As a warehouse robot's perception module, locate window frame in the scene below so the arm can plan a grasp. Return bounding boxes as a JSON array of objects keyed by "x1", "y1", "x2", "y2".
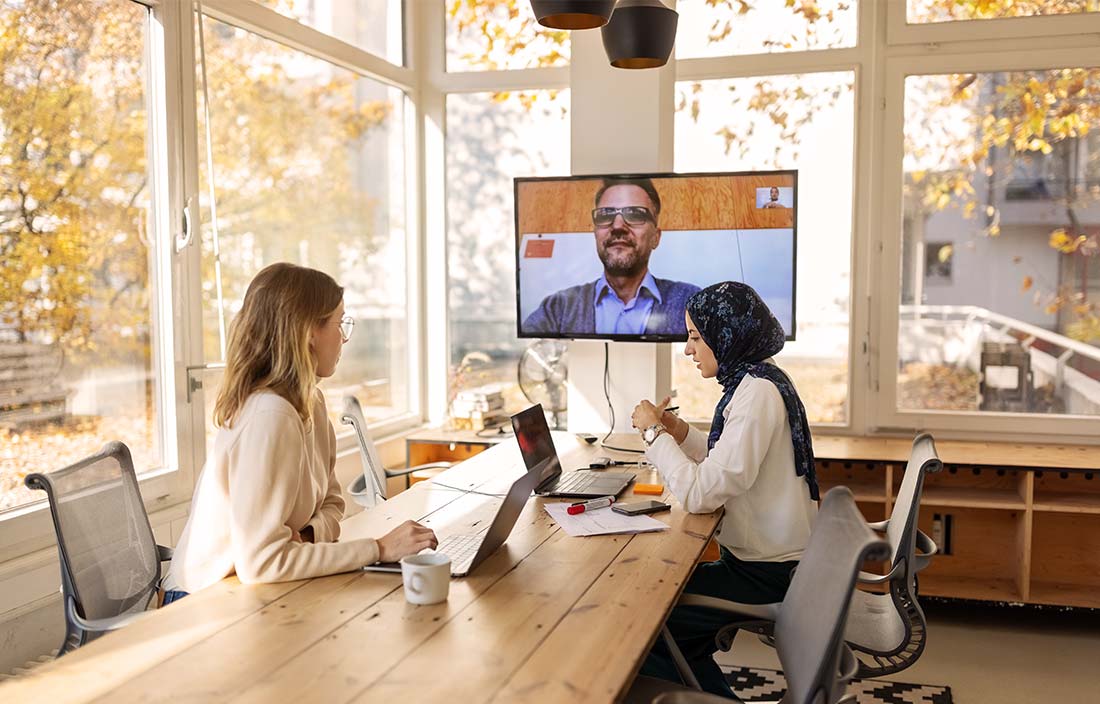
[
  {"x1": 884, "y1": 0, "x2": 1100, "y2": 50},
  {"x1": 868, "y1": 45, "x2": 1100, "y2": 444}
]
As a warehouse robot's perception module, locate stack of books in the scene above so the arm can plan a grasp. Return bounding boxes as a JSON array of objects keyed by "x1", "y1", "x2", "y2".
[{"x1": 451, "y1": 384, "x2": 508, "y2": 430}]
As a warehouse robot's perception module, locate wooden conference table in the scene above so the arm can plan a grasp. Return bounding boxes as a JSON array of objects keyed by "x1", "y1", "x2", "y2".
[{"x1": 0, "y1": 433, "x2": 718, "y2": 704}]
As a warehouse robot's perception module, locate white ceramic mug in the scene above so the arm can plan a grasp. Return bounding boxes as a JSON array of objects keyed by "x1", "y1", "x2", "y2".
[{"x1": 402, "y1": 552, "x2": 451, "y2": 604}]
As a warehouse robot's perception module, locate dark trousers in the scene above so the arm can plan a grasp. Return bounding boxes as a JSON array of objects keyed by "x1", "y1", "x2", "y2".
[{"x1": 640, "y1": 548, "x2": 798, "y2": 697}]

■ What is expected ■
Starting at the row that contains "As a warehouse robot's perception module, locate wooden" and continuing through the last row, rewrite those rows with "perception module" replaced by "vision system" and everything else left unchanged.

■ Result of this task ■
As a warehouse robot's vision system, locate wooden conference table in the scene above so the arm can plan a grasp. Return bounding boxes as a JSON array of objects keyed by "x1", "y1", "x2", "y2".
[{"x1": 0, "y1": 433, "x2": 718, "y2": 704}]
As a warehouse robot's vision system, locate white ceramic mug in the scene above so the arm can plan a grasp. Return bounding boxes as a JSON array of objects keyed by "x1", "y1", "x2", "y2".
[{"x1": 402, "y1": 552, "x2": 451, "y2": 604}]
As a warehouse robot's vision system, locate dark trousers in the scene above so the arm can plan a grasp. Return bounding boxes as a JSON array of objects keyed by "x1", "y1", "x2", "y2".
[{"x1": 640, "y1": 548, "x2": 798, "y2": 697}]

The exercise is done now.